* _EXERCISE_: Repeat the records exactly, minus the pictures.

* _SUPPLIED MATERIAL_:
= Beginning of Section =

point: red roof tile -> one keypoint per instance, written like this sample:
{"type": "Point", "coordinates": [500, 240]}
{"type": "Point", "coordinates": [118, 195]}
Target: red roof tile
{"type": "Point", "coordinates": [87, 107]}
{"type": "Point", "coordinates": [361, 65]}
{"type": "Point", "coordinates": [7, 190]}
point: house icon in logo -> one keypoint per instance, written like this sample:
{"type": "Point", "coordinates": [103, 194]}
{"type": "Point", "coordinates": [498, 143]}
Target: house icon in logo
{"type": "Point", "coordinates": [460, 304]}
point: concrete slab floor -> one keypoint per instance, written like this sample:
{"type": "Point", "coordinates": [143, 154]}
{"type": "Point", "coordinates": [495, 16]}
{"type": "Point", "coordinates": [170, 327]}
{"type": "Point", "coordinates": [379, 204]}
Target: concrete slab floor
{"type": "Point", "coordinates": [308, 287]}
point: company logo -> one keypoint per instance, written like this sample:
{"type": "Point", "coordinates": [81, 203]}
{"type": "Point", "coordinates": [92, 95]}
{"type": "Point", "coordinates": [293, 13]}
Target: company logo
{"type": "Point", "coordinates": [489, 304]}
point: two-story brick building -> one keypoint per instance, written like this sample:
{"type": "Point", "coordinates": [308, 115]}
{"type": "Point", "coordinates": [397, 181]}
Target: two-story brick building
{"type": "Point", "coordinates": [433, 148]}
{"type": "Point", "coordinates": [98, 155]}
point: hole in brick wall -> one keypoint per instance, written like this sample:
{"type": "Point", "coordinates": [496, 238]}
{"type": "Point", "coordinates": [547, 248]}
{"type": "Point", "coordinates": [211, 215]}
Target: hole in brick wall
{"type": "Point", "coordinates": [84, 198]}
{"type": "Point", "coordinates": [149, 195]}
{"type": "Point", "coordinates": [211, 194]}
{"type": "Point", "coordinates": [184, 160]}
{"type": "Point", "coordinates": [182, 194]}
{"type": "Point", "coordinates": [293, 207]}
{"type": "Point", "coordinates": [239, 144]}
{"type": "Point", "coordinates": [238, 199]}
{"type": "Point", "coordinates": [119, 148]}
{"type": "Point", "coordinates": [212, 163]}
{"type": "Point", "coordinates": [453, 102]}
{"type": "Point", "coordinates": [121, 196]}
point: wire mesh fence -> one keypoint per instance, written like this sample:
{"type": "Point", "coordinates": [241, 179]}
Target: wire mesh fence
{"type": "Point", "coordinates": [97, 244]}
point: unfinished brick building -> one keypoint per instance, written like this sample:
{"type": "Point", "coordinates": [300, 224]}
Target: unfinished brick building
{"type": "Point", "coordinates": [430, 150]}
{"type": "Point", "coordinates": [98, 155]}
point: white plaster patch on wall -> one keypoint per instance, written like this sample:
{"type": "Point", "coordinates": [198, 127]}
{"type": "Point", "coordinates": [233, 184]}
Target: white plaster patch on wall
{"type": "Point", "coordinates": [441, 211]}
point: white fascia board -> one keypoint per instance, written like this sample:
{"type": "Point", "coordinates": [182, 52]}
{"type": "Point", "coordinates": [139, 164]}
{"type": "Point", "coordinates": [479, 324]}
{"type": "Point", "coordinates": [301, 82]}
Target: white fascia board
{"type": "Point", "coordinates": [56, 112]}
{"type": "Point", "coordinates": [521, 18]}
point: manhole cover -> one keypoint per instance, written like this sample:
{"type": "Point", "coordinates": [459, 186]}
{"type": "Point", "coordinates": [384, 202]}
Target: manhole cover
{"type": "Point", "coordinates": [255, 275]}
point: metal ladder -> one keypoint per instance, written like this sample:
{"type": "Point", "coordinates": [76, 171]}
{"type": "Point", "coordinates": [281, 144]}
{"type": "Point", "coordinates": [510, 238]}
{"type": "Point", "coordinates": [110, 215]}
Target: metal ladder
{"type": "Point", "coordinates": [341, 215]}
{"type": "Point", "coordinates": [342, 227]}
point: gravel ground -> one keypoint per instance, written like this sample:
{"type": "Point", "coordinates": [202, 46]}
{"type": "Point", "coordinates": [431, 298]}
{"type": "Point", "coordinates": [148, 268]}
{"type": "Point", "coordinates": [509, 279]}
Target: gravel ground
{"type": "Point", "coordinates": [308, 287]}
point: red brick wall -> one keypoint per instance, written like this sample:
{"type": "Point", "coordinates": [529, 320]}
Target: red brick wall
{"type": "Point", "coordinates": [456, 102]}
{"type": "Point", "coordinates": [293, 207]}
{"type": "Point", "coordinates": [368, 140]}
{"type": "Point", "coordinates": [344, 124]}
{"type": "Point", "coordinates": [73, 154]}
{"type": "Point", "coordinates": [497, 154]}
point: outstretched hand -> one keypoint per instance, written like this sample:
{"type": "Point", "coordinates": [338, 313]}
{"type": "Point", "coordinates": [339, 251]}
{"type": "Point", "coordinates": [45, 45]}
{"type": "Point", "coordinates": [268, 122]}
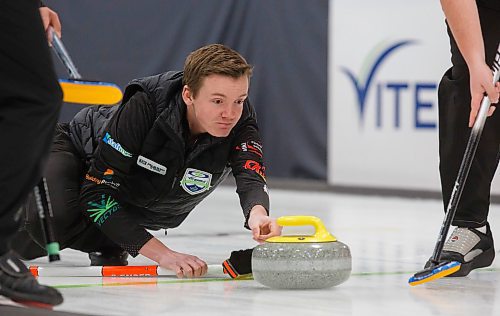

= End of Section =

* _YOUR SOLUTION_:
point: red roof tile -> one keypoint per instance, written like this sample:
{"type": "Point", "coordinates": [500, 240]}
{"type": "Point", "coordinates": [118, 195]}
Target: red roof tile
{"type": "Point", "coordinates": [87, 107]}
{"type": "Point", "coordinates": [361, 65]}
{"type": "Point", "coordinates": [7, 190]}
point: house icon in logo -> one keypoint per instance, written like this sample:
{"type": "Point", "coordinates": [103, 194]}
{"type": "Point", "coordinates": [498, 143]}
Target: house icon in logo
{"type": "Point", "coordinates": [460, 304]}
point: concrete slab floor -> one keypoint per instance, written like this sample:
{"type": "Point", "coordinates": [143, 154]}
{"type": "Point", "coordinates": [495, 16]}
{"type": "Point", "coordinates": [170, 327]}
{"type": "Point", "coordinates": [379, 204]}
Target: concrete slab floor
{"type": "Point", "coordinates": [308, 287]}
point: company logo -> one keypoint per instance, written like this sample:
{"type": "Point", "coordinates": [81, 203]}
{"type": "Point", "coordinates": [92, 95]}
{"type": "Point", "coordinates": [293, 13]}
Target: company logo
{"type": "Point", "coordinates": [489, 304]}
point: two-story brick building -> one keypoint per instance, written like this sample:
{"type": "Point", "coordinates": [308, 115]}
{"type": "Point", "coordinates": [397, 181]}
Target: two-story brick building
{"type": "Point", "coordinates": [433, 148]}
{"type": "Point", "coordinates": [98, 155]}
point: hole in brick wall -> one keypoint per instance, written like this sample:
{"type": "Point", "coordinates": [496, 238]}
{"type": "Point", "coordinates": [547, 248]}
{"type": "Point", "coordinates": [211, 215]}
Target: hole in brick wall
{"type": "Point", "coordinates": [84, 198]}
{"type": "Point", "coordinates": [149, 195]}
{"type": "Point", "coordinates": [211, 194]}
{"type": "Point", "coordinates": [184, 160]}
{"type": "Point", "coordinates": [182, 194]}
{"type": "Point", "coordinates": [293, 207]}
{"type": "Point", "coordinates": [239, 144]}
{"type": "Point", "coordinates": [238, 199]}
{"type": "Point", "coordinates": [119, 148]}
{"type": "Point", "coordinates": [212, 163]}
{"type": "Point", "coordinates": [453, 102]}
{"type": "Point", "coordinates": [121, 196]}
point: wire mesh fence -> one keypoint per instance, written like this sample:
{"type": "Point", "coordinates": [241, 179]}
Target: wire mesh fence
{"type": "Point", "coordinates": [97, 244]}
point: unfinished brick building -> one keypoint per instance, written like this sample:
{"type": "Point", "coordinates": [300, 224]}
Target: unfinished brick building
{"type": "Point", "coordinates": [430, 150]}
{"type": "Point", "coordinates": [98, 155]}
point: white plaster patch on wall -> one keypoint per instance, written like this sample:
{"type": "Point", "coordinates": [198, 127]}
{"type": "Point", "coordinates": [233, 184]}
Target: white plaster patch on wall
{"type": "Point", "coordinates": [441, 211]}
point: white fascia board -> one keypoint per instance, written like this sample:
{"type": "Point", "coordinates": [182, 52]}
{"type": "Point", "coordinates": [139, 164]}
{"type": "Point", "coordinates": [479, 324]}
{"type": "Point", "coordinates": [301, 82]}
Target: white fascia board
{"type": "Point", "coordinates": [56, 112]}
{"type": "Point", "coordinates": [521, 18]}
point: manhole cover -> one keypoint per instance, written like this sample:
{"type": "Point", "coordinates": [459, 186]}
{"type": "Point", "coordinates": [384, 202]}
Target: manhole cover
{"type": "Point", "coordinates": [255, 275]}
point: metal ladder -> one keypoint per instance, written like this sample:
{"type": "Point", "coordinates": [76, 171]}
{"type": "Point", "coordinates": [281, 144]}
{"type": "Point", "coordinates": [510, 238]}
{"type": "Point", "coordinates": [110, 215]}
Target: metal ladder
{"type": "Point", "coordinates": [341, 215]}
{"type": "Point", "coordinates": [342, 227]}
point: gravel ground -> one keypoint per instance, written like this sample:
{"type": "Point", "coordinates": [202, 46]}
{"type": "Point", "coordinates": [431, 298]}
{"type": "Point", "coordinates": [148, 268]}
{"type": "Point", "coordinates": [509, 279]}
Target: gravel ground
{"type": "Point", "coordinates": [308, 287]}
point: red brick wall -> one keypoint per instance, written like this sample:
{"type": "Point", "coordinates": [529, 320]}
Target: red brick wall
{"type": "Point", "coordinates": [456, 102]}
{"type": "Point", "coordinates": [293, 207]}
{"type": "Point", "coordinates": [368, 140]}
{"type": "Point", "coordinates": [344, 124]}
{"type": "Point", "coordinates": [73, 154]}
{"type": "Point", "coordinates": [497, 154]}
point: outstretched hand -> one keypoint per instance, written like this sample:
{"type": "Point", "coordinates": [338, 313]}
{"type": "Point", "coordinates": [339, 251]}
{"type": "Point", "coordinates": [45, 45]}
{"type": "Point", "coordinates": [268, 122]}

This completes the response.